WORK TO DO – Copy out every one of the records below line for line, with no change to any wording, number, or mark.
-- start of LISTED RECORDS --
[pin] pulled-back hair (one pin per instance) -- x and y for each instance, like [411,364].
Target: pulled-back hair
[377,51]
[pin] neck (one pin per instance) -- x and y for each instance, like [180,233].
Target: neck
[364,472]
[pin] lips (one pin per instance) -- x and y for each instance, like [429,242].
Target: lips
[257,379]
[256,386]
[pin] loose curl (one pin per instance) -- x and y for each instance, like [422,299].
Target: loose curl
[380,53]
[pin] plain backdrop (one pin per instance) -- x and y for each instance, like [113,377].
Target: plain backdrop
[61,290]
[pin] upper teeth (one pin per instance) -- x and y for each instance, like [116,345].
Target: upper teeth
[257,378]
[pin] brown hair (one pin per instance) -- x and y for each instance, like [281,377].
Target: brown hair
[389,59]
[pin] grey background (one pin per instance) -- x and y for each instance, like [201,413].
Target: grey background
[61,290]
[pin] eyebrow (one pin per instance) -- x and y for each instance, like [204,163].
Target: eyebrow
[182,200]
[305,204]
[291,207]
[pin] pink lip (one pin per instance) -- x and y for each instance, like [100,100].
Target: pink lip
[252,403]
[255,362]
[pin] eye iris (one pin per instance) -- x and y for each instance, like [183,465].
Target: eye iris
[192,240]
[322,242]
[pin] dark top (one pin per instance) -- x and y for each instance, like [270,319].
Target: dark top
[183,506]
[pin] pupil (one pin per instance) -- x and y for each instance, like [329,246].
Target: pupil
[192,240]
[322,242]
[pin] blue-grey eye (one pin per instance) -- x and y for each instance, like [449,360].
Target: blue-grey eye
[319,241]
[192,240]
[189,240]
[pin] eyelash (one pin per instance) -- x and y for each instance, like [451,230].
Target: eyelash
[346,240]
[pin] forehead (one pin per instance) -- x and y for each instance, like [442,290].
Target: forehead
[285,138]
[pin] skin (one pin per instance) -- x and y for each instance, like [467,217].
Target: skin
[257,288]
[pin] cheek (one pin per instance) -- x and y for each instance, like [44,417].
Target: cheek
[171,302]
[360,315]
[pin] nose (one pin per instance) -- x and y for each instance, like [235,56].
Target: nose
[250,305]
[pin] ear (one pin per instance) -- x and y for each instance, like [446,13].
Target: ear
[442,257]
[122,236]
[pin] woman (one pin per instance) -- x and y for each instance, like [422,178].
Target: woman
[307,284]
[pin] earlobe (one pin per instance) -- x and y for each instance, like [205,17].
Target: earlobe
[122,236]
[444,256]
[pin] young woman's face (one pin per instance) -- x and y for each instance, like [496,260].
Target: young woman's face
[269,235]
-- end of LISTED RECORDS --
TASK SOLUTION –
[pin] pulled-back hair (one pin per instance) -- x and y for each instance, like [411,364].
Target: pulled-back hair
[377,51]
[pin] neck (one pin per instance) -- x and y for each instance, like [180,233].
Target: neck
[364,472]
[pin] lips (one pin per instance) -- x and y for each instance, like [429,242].
Target: lips
[257,379]
[256,386]
[pin] loose curl (one pin per instance) -- x and y for each instance, like [422,299].
Target: loose curl
[380,53]
[pin] plain backdrop (one pin per instance) -- x and y for each instance, like [113,377].
Target: plain backdrop
[61,290]
[pin] upper teeth (one pin per instance) -- x and y for each instance, like [116,345].
Target: upper teeth
[257,378]
[pin] brown hair (one pin per instance) -- x and y for each instance, like [281,377].
Target: brown hair
[389,59]
[pin] grey background (one pin per instance) -- x and y for each instance, like [201,413].
Target: grey background
[61,290]
[pin] eyebrow (one pin per instance) -- x and y for each instance, like [204,163].
Target: eyebrow
[182,200]
[305,204]
[291,207]
[pin] pink lip (one pin per instance) -- x and y for each instance, like [100,100].
Target: pink lip
[252,403]
[255,362]
[pin] eye iris (one pin per instance) -- x and y for each instance, like [183,465].
Target: eye iris
[192,240]
[322,242]
[pin] dark top (one pin per instance) -- x and y for each instance, like [270,319].
Target: dark top
[183,506]
[pin] pupil (one pin per instance) -- x and y for each instance, like [329,246].
Target: pupil
[192,240]
[322,242]
[pin] blue-grey eye (one pin per instance) -- x and y for each instance, like [449,360].
Target: blue-grey eye
[319,241]
[192,240]
[189,240]
[pin] eyelash (one pin per instance) -- x and y for each instance, like [451,230].
Target: eyelash
[346,240]
[pin] forehead (one pin per instance) -- x and y for each instance, like [442,290].
Target: forehead
[285,138]
[pin] skin (one pin per instance) -- x and y for each instance, like [467,217].
Target: skin
[257,288]
[pin] cheek (one pin per instance) -- x and y for each instance, like [44,417].
Target: cheek
[171,302]
[360,315]
[pin] nose (one pin per instance) -- x and y for each instance, like [235,56].
Target: nose
[250,305]
[pin] ear (one pin per instance) -- x and y for each instance, like [446,13].
Target: ear
[442,257]
[122,236]
[pin] woman (one pin per instance) -- x and y for each instance, like [422,178].
Target: woman
[307,284]
[pin] earlobe (one pin per instance) -- x and y for each instance, like [205,17].
Target: earlobe
[122,236]
[444,256]
[pin] young woman's face (one pin per instance) -- x and y for each instance, like [496,260].
Target: young woman's face
[269,235]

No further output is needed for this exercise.